Exercise aim: Transcribe each entry. Change nothing.

Available data:
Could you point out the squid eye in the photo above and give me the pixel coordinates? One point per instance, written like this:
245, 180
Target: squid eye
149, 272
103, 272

Task answer:
Could you point out the squid eye in the photo above and give me the pixel coordinates? One point per instance, written like this:
245, 180
Target: squid eye
149, 272
103, 272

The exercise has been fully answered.